## begin Working data

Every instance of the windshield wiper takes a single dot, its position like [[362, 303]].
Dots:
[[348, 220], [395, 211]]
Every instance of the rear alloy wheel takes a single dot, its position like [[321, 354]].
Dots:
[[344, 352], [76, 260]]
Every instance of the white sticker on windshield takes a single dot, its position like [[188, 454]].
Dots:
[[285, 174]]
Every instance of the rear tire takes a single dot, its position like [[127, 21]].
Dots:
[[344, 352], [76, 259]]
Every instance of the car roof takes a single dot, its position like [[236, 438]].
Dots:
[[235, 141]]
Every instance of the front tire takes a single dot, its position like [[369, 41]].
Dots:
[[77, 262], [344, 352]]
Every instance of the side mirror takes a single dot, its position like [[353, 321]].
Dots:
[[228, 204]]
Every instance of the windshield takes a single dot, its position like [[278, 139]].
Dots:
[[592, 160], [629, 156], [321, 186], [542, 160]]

## end Working data

Exercise — Rewrite the entries as a JSON list of strings, one string per line, from the first line of the entries through the line containing "[[77, 262], [344, 352]]", both included. Leave out any blank lines.

Solved exercise —
[
  "Every instance of the windshield wiper takes a single dot, its position like [[362, 303]].",
  "Dots:",
  "[[348, 220], [395, 211]]",
  "Every instance of the rear alloy wheel takes a single dot, its position like [[321, 354]].",
  "Dots:",
  "[[344, 352], [76, 260]]",
  "Every instance of the white sticker on windshield takes a single dot, its position like [[188, 454]].",
  "Dots:",
  "[[285, 174]]",
  "Every instance of the rear tire takes a single dot, its position like [[127, 21]].",
  "Dots:",
  "[[344, 352], [76, 259]]",
  "Every instance of the car roof takes a single dot, its position like [[236, 438]].",
  "Dots:",
  "[[235, 141]]",
  "Every instance of the front tire takes a single dot, its position like [[369, 41]].",
  "Dots:",
  "[[77, 262], [344, 352]]"
]